- [Selected extract]:
+ + + +
The intent of the Art in Public Places (AIPP) program is to provide a collection of nationally recognized art work through the City to be of benefit to the citizens of Whittier, those who conduct business and anyone who visits the community. The program is designed to present the community with a variety of quality artworks, styles and themes. Art in Public Places projects provide new employment opportunities for local and regional artists and craft workers, enhance the aesthetic and cultural appeal of an environment, strengthen community ownership of a public space and increase property value.
Beyond its ability to enrich a space visually, public art can provide a glimpse at a city’s maturity. It can express a community’s positive sense of identity and values. It can demonstrate unquestionable civic pride and can affirm an educational environment. A city with public art is a city that thinks innovatively, feels strongly and grows together.
Arts in Public Spaces Advisory Committee
The City Council has appointed an Arts in Public Spaces Advisory Committee to review all AIPP applications and examine art proposals for public safety, weather resistance, balance with the program, verification of value, public response, proper lighting, public accessibility, installation methods, proportion, composition, the artist previous experience, the artist's art training and their exhibition report. The Advisory Committee meets the last Wednesday of each month at 4:00 pm at the Uptown Senior Center.
- Sandra Hahn
- Peggy Rowe
- Wesley Murray
- Anthony Pisicoli
- Don Strout
- Eric Martinez
- Marilyn McCarthy
- Irella Perez
“Welcome Friends,” is Whittier’s first public artwork, created by Jill Casty and dedicated on June 14, 1996. "Welcome Friends" is located at the southeast corner of Whittier Boulevard and Painter Avenue.
“Welcome Friends” is an 18-foot multi-colored steel sculpture. The brilliantly hued artwork is large, but airy, and represents the sun rising over the Whittier Hills, and the bright stylized leaves suspended from curly green steel branches represent the many and varied trees of Whittier. Even the title of the piece, “Welcome Friends,” pays tribute to Whittier’s Quaker background.
“I wanted to create a gateway to the City,” Casty said about the sculpture. “When I look at it, I see joy and the pleasure of life – all these good things and hope for the future.”
In researching the project, artist Casty said she noted that Whittier’s City flag depicts a rainbow “W,” which inspired her to use the bright color scheme for the sculpture. However, time passes and tastes change and the 15-year-old sculpture began to lose some of its luster. In the late 2000’s, the Quad at Whittier began a renovation project that included repainting the buildings using a more contemporary color palette. The City and the Art in Public Places Committee, as well as artist Casty, were contacted to ask their opinion and support to update the colors on "Welcome Friends" to better fit in with the refurbished shopping center and restore the sculpture to its original brilliance.
For several months, Terramar, owner and operator of the Quad; the City, the Art in Public Places Committee and artist Casty worked in partnership to develop a fresh, vibrant color palette to compliment the updated shopping center, while still retaining the original theme of the artwork. On November 15, 2011, a fresh, bright "Welcome Friends" was re-dedicated at the Quad.
+ + + +
[Excerpts of pointing data]

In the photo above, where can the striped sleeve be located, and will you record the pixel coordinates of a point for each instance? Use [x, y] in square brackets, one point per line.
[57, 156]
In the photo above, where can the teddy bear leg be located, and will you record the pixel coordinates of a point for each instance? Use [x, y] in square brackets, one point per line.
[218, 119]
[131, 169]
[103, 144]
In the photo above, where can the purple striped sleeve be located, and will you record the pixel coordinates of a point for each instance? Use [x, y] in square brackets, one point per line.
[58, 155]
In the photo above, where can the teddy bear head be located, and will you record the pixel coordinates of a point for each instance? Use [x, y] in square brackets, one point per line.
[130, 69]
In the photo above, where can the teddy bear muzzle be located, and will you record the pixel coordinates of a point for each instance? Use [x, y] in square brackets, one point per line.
+ + + +
- [Required actions]:
1. In the passage on Whittier's public art program, swap "steel" for "iron" in the stretch from "- Sandra Hahn" through "Whittier’s Quaker background.", and give that stretch again.
2. Answer these questions from the passage on Whittier's public art program.
(a) Where does the Advisory Committee hold its meetings?
(b) How tall is "Welcome Friends"?
(c) On what date was "Welcome Friends" re-dedicated?

- [Answers]:
1.
- Sandra Hahn
- Peggy Rowe
- Wesley Murray
- Anthony Pisicoli
- Don Strout
- Eric Martinez
- Marilyn McCarthy
- Irella Perez
“Welcome Friends,” is Whittier’s first public artwork, created by Jill Casty and dedicated on June 14, 1996. "Welcome Friends" is located at the southeast corner of Whittier Boulevard and Painter Avenue.
“Welcome Friends” is an 18-foot multi-colored iron sculpture. The brilliantly hued artwork is large, but airy, and represents the sun rising over the Whittier Hills, and the bright stylized leaves suspended from curly green iron branches represent the many and varied trees of Whittier. Even the title of the piece, “Welcome Friends,” pays tribute to Whittier’s Quaker background.

2.
(a) At the Uptown Senior Center
(b) 18 feet
(c) November 15, 2011